Directions: Please return the full listing below without altering anything.

Recorded information:
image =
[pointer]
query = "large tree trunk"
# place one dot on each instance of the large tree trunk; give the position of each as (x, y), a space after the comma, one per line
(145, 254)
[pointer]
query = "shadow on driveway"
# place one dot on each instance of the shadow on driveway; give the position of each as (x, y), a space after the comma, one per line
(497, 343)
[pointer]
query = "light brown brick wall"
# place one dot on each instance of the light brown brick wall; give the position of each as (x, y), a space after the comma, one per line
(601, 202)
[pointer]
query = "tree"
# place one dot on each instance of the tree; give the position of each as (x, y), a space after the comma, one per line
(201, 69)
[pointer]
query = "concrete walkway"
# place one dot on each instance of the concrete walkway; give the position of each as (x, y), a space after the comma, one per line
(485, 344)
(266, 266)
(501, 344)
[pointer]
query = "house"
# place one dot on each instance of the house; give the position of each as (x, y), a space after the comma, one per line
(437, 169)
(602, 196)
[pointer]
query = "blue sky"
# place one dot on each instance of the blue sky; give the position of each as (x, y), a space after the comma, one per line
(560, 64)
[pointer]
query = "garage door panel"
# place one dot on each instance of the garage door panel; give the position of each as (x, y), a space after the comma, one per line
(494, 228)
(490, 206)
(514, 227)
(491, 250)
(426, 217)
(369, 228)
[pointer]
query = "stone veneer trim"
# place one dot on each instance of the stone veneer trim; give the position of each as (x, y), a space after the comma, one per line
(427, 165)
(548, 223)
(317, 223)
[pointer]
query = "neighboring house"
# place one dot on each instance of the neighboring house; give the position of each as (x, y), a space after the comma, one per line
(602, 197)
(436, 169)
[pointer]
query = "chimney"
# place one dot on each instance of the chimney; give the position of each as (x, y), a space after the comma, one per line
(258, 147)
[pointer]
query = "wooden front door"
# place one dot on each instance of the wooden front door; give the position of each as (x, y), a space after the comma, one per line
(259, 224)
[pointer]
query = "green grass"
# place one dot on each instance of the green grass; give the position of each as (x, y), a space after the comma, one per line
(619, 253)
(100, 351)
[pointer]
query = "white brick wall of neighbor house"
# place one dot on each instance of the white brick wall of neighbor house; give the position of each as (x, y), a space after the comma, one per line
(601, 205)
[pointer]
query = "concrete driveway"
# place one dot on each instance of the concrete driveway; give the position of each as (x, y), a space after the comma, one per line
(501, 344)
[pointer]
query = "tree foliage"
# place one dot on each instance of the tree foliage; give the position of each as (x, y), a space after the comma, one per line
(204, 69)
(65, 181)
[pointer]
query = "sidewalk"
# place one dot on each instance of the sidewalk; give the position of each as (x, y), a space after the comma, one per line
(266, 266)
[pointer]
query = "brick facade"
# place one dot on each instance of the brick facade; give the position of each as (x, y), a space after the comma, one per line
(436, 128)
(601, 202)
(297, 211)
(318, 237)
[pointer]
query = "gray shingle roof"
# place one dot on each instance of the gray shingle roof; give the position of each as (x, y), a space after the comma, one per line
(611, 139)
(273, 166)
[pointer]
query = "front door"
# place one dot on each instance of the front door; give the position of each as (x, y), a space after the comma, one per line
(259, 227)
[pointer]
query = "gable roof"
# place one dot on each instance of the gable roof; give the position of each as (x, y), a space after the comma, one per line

Solved exercise:
image =
[pointer]
query = "large tree trunk"
# place one dot on each instance of the large tree trunk; give the position of each as (x, y), a space after the comma, one per line
(145, 254)
[pointer]
query = "shadow on driveway"
# place one dot on each instance of the shadow on driveway; give the position of each as (x, y), a space after the comma, one per line
(497, 343)
[pointer]
query = "light brown brick wall"
# place one dot on each instance of the light brown brick wall; give the position of each as (x, y), a space after the comma, one per line
(601, 202)
[pointer]
query = "tree"
# place one dot on each instance of the tree; give the position of each as (x, y), a space after the comma, one per line
(201, 69)
[pointer]
query = "concrete walkway"
# place one dot on each instance of the concrete walkway; give the position of each as (x, y), a space after the comma, one per line
(485, 344)
(266, 266)
(501, 344)
[pointer]
query = "house"
# place one dot on each instance of the house; give the position of each as (x, y), a space after the comma, one per line
(437, 169)
(602, 196)
[pointer]
query = "blue sky"
# place one dot on each instance of the blue sky; give the position of each as (x, y), a space after the comma, one per line
(560, 64)
[pointer]
query = "garage door panel"
# place one dot on each instance of the garage door panel; give the position of each as (x, y), a space after the comma, one per line
(494, 228)
(490, 206)
(514, 227)
(491, 250)
(426, 217)
(369, 228)
[pointer]
query = "stone veneer trim"
# place one dot on each instance of the stone veneer trim; give the position of each as (x, y), a space after the comma, one per line
(427, 165)
(548, 223)
(317, 223)
[pointer]
query = "neighboring house"
# place one dot on each instance of the neighboring house; give the position of each as (x, y), a space after the comma, one per line
(602, 197)
(436, 169)
[pointer]
query = "chimney"
# place one dot on each instance of the chimney; give the position of each as (x, y), a space after the comma, one per line
(258, 147)
[pointer]
query = "wooden front door"
# place one dot on each instance of the wooden front door; give the position of each as (x, y), a space after the comma, one per line
(259, 224)
[pointer]
query = "green grass"
# place one dot on each instance of the green grass; give the position of each as (x, y), a space after the comma, one per line
(619, 253)
(100, 351)
[pointer]
query = "white brick wall of neighbor house"
# place one dot on each instance of the white brick wall of neighbor house; give the position of each as (x, y), a space after the comma, one per line
(601, 205)
[pointer]
query = "concrete driveway"
# place one dot on each instance of the concrete driveway; give the position of each as (x, y), a space after the comma, one per line
(501, 344)
[pointer]
query = "tree foliage"
# place one dot on each instance of the tree foliage; give the position of each as (x, y), a space after the comma, one per line
(204, 69)
(65, 181)
[pointer]
query = "sidewalk"
# place one dot on each instance of the sidewalk; give the position of each as (x, y), a space after the comma, one per line
(266, 266)
[pointer]
query = "brick facade"
# place one dot on each instance of the brick facade; give the position of each as (x, y), a space after the comma, one per line
(436, 128)
(601, 202)
(297, 211)
(318, 237)
[pointer]
query = "gray shingle roof"
# place one dot on each instance of the gray shingle roof; give the position of each as (x, y), a space after the comma, one per line
(611, 139)
(273, 166)
[pointer]
query = "front door"
# place one dot on each instance of the front door; give the position of each as (x, y), a space after the comma, one per line
(259, 227)
[pointer]
query = "gable roof"
# place one dot on each instance of the gable roof; give the position of each as (x, y), a space after the comma, one per line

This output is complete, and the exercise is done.